# The problem
Return every record exactly. Omit nothing.

↓↓↓

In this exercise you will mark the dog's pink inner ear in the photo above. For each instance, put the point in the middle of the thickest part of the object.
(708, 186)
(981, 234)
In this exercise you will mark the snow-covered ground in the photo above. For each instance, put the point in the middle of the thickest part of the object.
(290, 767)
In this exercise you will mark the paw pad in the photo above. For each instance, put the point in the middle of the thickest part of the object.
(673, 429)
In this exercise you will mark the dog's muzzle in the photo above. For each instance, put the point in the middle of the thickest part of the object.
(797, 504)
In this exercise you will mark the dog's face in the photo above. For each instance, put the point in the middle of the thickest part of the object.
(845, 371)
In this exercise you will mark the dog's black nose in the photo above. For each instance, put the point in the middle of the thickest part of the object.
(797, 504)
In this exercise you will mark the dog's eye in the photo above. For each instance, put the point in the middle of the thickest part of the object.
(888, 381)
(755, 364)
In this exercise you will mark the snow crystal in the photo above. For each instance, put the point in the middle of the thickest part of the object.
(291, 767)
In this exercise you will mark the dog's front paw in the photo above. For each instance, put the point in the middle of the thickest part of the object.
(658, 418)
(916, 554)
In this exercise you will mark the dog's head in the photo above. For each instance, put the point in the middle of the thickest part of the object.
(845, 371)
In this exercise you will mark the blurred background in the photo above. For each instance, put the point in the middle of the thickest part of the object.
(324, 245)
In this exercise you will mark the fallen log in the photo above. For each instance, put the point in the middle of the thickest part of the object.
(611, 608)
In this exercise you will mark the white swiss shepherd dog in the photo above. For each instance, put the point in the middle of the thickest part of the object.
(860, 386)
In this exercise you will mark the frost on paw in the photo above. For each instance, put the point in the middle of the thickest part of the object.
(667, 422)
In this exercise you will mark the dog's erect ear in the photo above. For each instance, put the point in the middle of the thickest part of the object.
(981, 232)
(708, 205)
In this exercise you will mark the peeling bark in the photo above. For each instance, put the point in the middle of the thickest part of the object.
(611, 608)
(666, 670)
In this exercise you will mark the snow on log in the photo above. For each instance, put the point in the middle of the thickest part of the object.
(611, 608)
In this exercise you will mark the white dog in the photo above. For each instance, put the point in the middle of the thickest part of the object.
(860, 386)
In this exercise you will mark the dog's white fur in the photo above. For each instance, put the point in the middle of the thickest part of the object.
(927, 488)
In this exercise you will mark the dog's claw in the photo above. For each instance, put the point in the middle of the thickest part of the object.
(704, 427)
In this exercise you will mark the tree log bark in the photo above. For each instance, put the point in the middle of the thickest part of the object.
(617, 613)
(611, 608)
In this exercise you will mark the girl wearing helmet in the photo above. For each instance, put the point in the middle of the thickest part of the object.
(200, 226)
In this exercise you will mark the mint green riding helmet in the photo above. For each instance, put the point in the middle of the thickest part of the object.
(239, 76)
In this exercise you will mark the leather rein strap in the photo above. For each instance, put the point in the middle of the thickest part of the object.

↑↑↑

# Task output
In this exercise you will mark the dog's pink inner ear in the photo above. For each instance, put the point in the middle of the thickest part of the object.
(708, 186)
(981, 234)
In this exercise you will mark the snow-covered ground in the photo above. For each instance, put the point in the middle of the thickest part of the object.
(290, 767)
In this exercise you will mark the paw pad in the photo above. For each instance, put the point in the middle of the thickest part of the object.
(673, 429)
In this exercise you will mark the dog's muzzle in the photo above. For each instance, put the point in the middle of the thickest part of the object.
(797, 504)
In this exercise you will mark the dog's face in the photo above. For each instance, put the point in the middle of the thickest part of the object.
(845, 371)
In this exercise you will mark the dog's black nose in the photo above. For each instance, put the point in the middle of the thickest part of the object.
(797, 504)
In this exercise you will mark the dog's eye in the photo above. For each instance, put the point in the middle of the thickest part of the object.
(888, 381)
(755, 364)
In this exercise you will mark the snow crystal in the photo above. For each instance, put the point in the middle of the thickest part of the object.
(291, 767)
In this exercise you will mark the dog's front paw in the photo above. For each instance, put the point in the middle of the thickest part of the object.
(658, 418)
(916, 554)
In this exercise you will mark the dog's head in the photo above. For each instance, put the point in the middle of the thickest part of the object.
(845, 371)
In this exercise you will mark the blurred background in the photo above. For each instance, put the point in the middle of the thickest part of the object.
(324, 245)
In this exercise you will mark the fallen log in the photo above. For each instance, put the point in the middle of the thickest part of the object.
(611, 608)
In this exercise you will mark the white swiss shepherd dog in the photo above. For each instance, put the point in the middle of the thickest part of the object.
(860, 386)
In this exercise you will mark the frost on paw in the photo above. For each instance, put the point in the middle of the thickest part of the object.
(667, 422)
In this exercise you will mark the dog's erect ear in the photo above. For each instance, put the point in the middle of the thickest part of the object.
(981, 232)
(708, 205)
In this exercise you will mark the peeling bark in the photo above. For each instance, put the point in the middle of the thickest part of the object.
(611, 608)
(666, 670)
In this exercise you will mark the snow on log in the photo above. For each instance, put the point in the middle of the thickest part of the object.
(611, 608)
In this exercise you will mark the white dog in the photo above. For each instance, put the point in the middle of the thickest part of the object.
(860, 386)
In this exercise you will mark the dog's white fur in the photo above. For each instance, put the point in the middle of the thickest part of the object.
(927, 488)
In this exercise you will mark the dog's claw in the photo above. For each instance, put the point in the middle of the thickest part of the object.
(704, 427)
In this exercise you will mark the tree log bark in the photo above. For each instance, put the point in the middle of the thickest part of the object.
(617, 613)
(611, 608)
In this exercise you will mark the girl wearing helmet in the photo above. For each instance, put the point in the middle of the thickest part of the object.
(200, 226)
In this exercise you will mark the mint green riding helmet in the photo above. For each instance, put the point in the middle of the thickest part of the object.
(239, 76)
In this exercise you will mark the leather rein strap in the photo above. For each instance, put the point in the middle of the thickest part of the object.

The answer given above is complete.